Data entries
──────

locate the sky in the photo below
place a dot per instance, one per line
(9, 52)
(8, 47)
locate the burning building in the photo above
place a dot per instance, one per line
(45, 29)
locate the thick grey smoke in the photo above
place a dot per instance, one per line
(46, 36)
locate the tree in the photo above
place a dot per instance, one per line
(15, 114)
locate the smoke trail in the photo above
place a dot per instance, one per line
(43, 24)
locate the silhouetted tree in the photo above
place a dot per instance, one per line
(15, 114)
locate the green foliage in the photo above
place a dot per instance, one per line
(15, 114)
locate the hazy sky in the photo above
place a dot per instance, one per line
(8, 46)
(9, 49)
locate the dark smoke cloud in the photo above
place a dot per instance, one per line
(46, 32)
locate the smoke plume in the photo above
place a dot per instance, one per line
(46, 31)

──────

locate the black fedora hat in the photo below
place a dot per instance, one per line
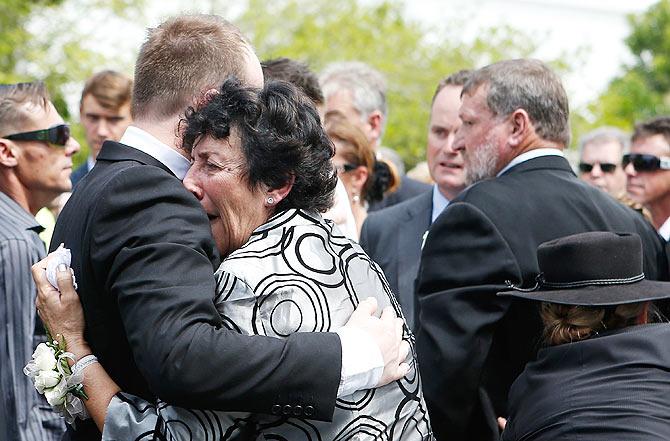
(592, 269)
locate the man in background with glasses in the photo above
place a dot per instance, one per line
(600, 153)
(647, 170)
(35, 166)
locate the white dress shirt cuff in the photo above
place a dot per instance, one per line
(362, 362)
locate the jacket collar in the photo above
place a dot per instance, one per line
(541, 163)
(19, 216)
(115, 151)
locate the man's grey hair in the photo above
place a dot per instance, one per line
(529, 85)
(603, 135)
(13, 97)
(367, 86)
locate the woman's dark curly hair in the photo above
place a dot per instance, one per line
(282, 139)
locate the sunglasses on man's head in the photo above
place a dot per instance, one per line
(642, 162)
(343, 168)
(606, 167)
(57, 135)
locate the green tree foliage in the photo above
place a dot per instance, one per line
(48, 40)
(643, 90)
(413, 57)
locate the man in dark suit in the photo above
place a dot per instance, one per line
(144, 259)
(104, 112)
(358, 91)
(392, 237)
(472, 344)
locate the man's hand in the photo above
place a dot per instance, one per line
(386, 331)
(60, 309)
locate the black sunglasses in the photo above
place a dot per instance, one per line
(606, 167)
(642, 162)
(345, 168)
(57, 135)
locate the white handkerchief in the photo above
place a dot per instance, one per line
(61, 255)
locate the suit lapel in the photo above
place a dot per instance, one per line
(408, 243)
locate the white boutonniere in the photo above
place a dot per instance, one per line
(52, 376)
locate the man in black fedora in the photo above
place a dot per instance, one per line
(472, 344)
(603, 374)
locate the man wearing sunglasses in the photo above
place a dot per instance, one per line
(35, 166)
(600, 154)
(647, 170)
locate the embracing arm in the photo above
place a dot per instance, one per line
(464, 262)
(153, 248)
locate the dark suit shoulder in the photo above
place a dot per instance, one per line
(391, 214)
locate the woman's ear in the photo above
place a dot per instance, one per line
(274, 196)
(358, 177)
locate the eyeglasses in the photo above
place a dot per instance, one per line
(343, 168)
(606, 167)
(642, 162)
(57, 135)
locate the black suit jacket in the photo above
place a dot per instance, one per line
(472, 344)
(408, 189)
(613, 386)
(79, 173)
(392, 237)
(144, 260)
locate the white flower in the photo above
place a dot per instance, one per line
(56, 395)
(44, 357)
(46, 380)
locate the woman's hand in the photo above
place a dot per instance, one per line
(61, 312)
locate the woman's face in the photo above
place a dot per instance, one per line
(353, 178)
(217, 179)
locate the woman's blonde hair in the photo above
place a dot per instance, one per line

──────

TASK REQUIREMENTS
Extract every line of the data above that contains the string "smoke", and list those lines in their original order.

COMPLETE RESPONSE
locate the thick grey smoke in the photo above
locate the smoke trail in the photo above
locate the dark smoke cloud in the photo above
locate the smoke plume in the photo above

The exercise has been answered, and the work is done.